• What you are asked to do: Carry on the biography of Pedro González Llamas from the point where it stops.

• Passage for review:
"""
Spanish army officer (c. 1738 – 1822)

Pedro González Llamas (c. 1738 – 1822) was a Spanish general in the Peninsular War and one of the deputies, for Murcia, who signed the Spanish Constitution of 1812.

==Early career==
Shortly after enlisting as a cadet in the Royal Guard in 1762, González Llamas saw active service during the Spanish invasion of Portugal that year.

At the Great Siege of Gibraltar, the commander-in-chief of the Spanish forces, Martín Álvarez de Sotomayor, promoted him to major. He was wounded at the beginning of 1781, and at the end of that year, was promoted to lieutenant colonel. Louis de Crillón, the allied commander-in-chief appointed him to lead one of the columns of Grenadiers. At the beginning of 1783 he was promoted to colonel of the Royal Guards Regiment in the general promotion of that year but requested to be transferred to the Provincial Regiment of Murcia, of which he was appointed the lieutenant colonel.

During the War of the Pyrenees, as colonel of the Provincial Grenadiers of New Castile, González Llamas served in the Roussillon under General Ricardos, distinguishing himself at the attack, led by Field Marshal Rafael Adorno, on the French camp at Cornella (August 1793). At the First Battle of Boulou, he was taken prisoner during a sortie from the Spanish fortified camp. In November that year he was promoted to colonel of the Provincial Regiment of Murcia, and to Infantry brigadier that December.
"""
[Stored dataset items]
"""
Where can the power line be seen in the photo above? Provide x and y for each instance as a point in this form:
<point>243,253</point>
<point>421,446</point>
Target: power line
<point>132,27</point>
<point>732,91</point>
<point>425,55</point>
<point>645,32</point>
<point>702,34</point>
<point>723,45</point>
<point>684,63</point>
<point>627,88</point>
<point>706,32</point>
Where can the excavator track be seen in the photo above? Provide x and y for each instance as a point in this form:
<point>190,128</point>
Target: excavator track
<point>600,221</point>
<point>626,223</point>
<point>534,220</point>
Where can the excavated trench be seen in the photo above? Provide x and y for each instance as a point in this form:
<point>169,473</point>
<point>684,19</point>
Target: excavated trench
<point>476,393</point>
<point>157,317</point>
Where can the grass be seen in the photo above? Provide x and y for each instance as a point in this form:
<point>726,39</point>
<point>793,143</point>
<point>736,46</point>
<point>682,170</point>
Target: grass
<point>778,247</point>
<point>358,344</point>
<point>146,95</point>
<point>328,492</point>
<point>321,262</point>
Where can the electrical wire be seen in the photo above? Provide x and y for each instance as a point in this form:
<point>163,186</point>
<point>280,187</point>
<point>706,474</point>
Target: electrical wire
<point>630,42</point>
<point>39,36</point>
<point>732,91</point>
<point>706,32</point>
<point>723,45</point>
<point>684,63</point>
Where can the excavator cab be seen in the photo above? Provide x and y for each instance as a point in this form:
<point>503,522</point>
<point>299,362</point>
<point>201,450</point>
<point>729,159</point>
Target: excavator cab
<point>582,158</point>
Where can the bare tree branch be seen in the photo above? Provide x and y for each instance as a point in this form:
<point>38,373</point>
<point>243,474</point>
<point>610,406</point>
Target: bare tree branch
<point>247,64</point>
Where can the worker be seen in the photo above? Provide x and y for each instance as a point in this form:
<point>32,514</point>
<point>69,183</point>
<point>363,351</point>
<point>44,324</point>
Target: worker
"""
• Answer below:
==Peninsular War==

Promoted to lieutenant general in 1808, later that year the Junta of Valencia and Murcia accused him of not having faced the enemy and relieved him of his command in that region. The commission appointed to investigate him, which included the Count of Montijo, fully exonerated him, as did the report submitted by JoséCaro in July 1808.

Following the September 1808 meeting at which the new Army of Spain was defined, and which incorporated the divisions he had brought from Valencia and Murcia, totalling some 4,500 men, including infantry and cavalry, into the Army of the centre, Llamas headed for Tudela with his troops. Establishing his headquarters there, he was joined shortly afterwards by La Peña's 10,000 men and, on 17 October, by Castaños.

Shortly afterwards, however, on taking up a post in the Gobierno Supremo, he would hand over the command of his troops to Pedro Roca and become directly involved in the setting up the Cortes of Cádiz.

==Constitution==

Having initially refused to sign the Constitution, on being ordered by the Cortes of Cádiz to do so, Llamas finally signed, as deputy for the Reino de Murcia.